SOURCE TEXT
Over-The-Counter trading of derivatives—financial instruments that are linked to, among other things, other securities, indices, indicators, commodities, and even other derivatives—caused, or at least exacerbated, the recent global financial crisis, according to one popular but far from universally accepted story line.
But whether or not over-the-counter derivatives were a major culprit in the global crisis, few analysts would disagree that these markets—where the instruments are traded directly between two parties rather than on an exchange—have grown so much in size and importance that they need to be brought into the open and more tightly regulated.
At their 2009 Pittsburgh Summit, leaders of the Group of 20 advanced and emerging market economies (G20) called for a major overhaul of these markets, which was to have been completed by the end of 2012. The reforms are supposed to make derivatives trading safer and more transparent (by enabling authorities and investors to gauge buildups of pressure that could spill out and cause broader financial problems).
But more than two years after the deadline, no jurisdiction has fully implemented any of the reforms, and some countries haven’t even started. The reforms backed by the G20 include changing the way each side (collectively called the counterparties) in most derivatives contracts deals with the other. Instead of a purely bilateral relationship, the G20 want one in which a central counterparty is interposed between the two parties in a process called central clearing. The G20 also called for moving over-the-counter trading in many derivatives to exchanges or electronic trading platforms (Internet-based systems for trading financial instruments). For contracts not centrally cleared, G20 leaders proposed higher bank capital requirements.
The reforms have been delayed in many cases because the legislative and regulatory processes required to implement them—including cross-border coordination—turned out to be more complex than anticipated. Some countries are hanging back until Europe and the United States make and mesh their reforms. This article assesses the status of the reform process and the cross-border frictions that have arisen.

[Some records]
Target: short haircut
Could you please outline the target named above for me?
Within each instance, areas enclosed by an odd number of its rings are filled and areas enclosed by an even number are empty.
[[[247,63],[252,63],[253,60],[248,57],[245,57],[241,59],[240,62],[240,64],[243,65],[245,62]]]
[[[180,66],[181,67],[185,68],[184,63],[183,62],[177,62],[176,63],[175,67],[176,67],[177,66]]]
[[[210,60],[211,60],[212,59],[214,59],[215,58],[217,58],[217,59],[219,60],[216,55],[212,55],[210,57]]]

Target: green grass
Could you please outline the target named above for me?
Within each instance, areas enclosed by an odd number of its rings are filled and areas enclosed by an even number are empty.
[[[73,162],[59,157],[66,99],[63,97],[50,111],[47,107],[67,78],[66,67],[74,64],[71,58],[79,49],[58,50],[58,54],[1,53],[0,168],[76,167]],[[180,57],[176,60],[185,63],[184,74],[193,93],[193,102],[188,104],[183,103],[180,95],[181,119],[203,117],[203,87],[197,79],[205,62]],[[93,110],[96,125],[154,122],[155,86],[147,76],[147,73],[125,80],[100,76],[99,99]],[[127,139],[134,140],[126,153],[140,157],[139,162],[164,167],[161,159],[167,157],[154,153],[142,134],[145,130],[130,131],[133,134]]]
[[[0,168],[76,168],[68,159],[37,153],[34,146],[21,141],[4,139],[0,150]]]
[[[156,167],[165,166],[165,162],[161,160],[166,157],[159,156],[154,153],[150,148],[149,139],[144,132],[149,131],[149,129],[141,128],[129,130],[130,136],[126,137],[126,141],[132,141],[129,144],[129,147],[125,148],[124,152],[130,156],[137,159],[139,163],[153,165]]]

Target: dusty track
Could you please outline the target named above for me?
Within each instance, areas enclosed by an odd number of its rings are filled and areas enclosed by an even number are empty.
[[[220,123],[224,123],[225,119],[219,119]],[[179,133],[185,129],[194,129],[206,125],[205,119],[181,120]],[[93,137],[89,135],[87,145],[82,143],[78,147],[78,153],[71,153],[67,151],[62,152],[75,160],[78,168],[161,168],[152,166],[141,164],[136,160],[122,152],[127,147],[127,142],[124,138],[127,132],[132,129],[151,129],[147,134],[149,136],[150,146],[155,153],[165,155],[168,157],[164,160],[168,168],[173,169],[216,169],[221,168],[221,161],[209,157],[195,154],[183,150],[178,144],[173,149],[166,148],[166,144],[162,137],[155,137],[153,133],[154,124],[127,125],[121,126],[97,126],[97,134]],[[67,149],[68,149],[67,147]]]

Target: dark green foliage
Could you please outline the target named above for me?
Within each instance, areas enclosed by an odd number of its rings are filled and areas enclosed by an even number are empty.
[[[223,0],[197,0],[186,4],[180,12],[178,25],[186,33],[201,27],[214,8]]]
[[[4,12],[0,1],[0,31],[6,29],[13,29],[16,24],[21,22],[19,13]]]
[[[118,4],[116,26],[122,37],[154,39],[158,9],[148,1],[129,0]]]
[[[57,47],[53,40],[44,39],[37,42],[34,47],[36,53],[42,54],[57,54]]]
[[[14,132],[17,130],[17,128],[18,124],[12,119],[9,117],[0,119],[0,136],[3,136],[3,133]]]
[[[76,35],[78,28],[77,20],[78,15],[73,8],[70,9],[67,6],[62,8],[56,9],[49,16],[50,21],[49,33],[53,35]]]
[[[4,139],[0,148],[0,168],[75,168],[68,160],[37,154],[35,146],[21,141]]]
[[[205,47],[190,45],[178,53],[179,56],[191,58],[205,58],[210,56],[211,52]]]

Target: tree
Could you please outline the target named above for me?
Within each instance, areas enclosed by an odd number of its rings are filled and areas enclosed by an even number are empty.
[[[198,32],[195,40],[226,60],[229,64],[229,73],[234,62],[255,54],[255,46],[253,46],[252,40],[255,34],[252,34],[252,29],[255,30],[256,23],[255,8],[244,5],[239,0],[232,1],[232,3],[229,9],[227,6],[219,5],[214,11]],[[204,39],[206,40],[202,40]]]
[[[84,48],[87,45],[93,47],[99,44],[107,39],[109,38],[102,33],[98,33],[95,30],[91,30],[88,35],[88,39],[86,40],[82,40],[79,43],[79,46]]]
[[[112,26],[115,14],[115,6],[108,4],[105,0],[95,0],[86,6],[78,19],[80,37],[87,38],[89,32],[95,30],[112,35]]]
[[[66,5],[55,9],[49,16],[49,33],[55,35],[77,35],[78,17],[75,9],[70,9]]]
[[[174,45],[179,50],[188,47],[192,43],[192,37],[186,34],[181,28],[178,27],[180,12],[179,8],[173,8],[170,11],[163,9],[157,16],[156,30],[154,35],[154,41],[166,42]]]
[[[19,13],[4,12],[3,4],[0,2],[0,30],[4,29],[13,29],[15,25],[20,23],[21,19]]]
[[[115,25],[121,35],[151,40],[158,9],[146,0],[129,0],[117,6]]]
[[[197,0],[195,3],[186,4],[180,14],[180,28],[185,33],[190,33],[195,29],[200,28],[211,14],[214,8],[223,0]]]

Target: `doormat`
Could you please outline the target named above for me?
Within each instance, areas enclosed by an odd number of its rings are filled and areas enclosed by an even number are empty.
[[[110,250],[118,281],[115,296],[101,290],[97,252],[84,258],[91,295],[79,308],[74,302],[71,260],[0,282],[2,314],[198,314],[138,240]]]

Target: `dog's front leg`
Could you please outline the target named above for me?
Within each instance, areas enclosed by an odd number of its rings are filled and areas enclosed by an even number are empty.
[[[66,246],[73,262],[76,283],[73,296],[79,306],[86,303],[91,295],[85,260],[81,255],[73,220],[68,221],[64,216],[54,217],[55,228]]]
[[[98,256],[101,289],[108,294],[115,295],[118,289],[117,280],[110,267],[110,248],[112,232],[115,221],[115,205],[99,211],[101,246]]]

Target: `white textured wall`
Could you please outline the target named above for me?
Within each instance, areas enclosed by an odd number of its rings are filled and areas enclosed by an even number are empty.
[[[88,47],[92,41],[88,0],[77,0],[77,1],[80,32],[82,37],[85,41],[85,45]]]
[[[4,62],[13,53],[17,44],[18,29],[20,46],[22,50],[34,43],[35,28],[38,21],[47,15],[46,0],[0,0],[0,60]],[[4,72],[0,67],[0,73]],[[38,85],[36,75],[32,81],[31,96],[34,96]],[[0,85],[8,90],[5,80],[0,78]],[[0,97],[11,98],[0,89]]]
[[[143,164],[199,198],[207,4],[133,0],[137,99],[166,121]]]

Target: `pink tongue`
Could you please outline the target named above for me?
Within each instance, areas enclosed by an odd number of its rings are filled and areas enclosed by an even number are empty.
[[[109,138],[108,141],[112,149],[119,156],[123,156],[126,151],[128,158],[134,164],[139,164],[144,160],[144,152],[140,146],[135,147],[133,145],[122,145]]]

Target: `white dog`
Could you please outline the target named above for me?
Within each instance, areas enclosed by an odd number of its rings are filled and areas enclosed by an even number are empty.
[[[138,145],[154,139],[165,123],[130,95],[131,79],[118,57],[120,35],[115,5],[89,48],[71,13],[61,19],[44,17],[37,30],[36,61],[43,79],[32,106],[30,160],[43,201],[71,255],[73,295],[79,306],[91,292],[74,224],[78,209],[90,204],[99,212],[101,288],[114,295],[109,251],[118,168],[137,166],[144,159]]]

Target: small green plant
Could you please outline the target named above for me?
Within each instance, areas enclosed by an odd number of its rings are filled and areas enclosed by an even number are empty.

SHORT PROBLEM A
In the passage on over-the-counter derivatives, by what date were the G20 reforms supposed to be completed?
SHORT PROBLEM B
Pick up the passage on over-the-counter derivatives after its final sentence and write the next part.
The entries come from a separate source.

OUTPUT A
The end of 2012.

OUTPUT B
Many flavors and risks
Derivatives come in many varieties, depending on what their value is linked to and their structural features. At their most basic, they are contracts, such as forward and futures contracts, that allow a counterparty to buy or sell an asset—wheat, foreign exchange, oil—at a specific price at a certain time to lock in future prices or rates of exchange. But some derivatives are complicated options contracts with numerous, sometimes overlapping and conditional, triggers and outcomes.
Traders at the Chicago Board of Trade, Chicago, United States.
Derivatives can play a useful economic role. For example, firms and governments use derivatives called swaps to expand investment and borrowing opportunities and make their revenue and expenditure more predictable. Natural resources firms and farmers can lock in prices with commodity forward contracts. Airlines rely on energy-based derivatives to hedge against fuel price volatility. These types of end-user activities comprise the majority of trading in the almost $700 trillion market (see chart).
The vast majority of derivatives are traded over the counter (see table) when trading volume is measured by notional amounts outstanding. The notional amount is the value of the principal underlying the derivative contract, which is usually controlled by a much smaller up-front payment that is normally specified as a percentage of the notional amount. The notional amount also reflects the amount and price of assets to be delivered in the case of futures and forward contracts. For example a forward contract that calls for delivery of 10,000 gallons of jet fuel at $3 a gallon locks in the purchase price at $30,000 regardless of what happens to fuel prices over the life of the contract. For other types of derivatives, such as swaps, the notional amount is the basis on which interest rates are applied to calculate periodic payment obligations.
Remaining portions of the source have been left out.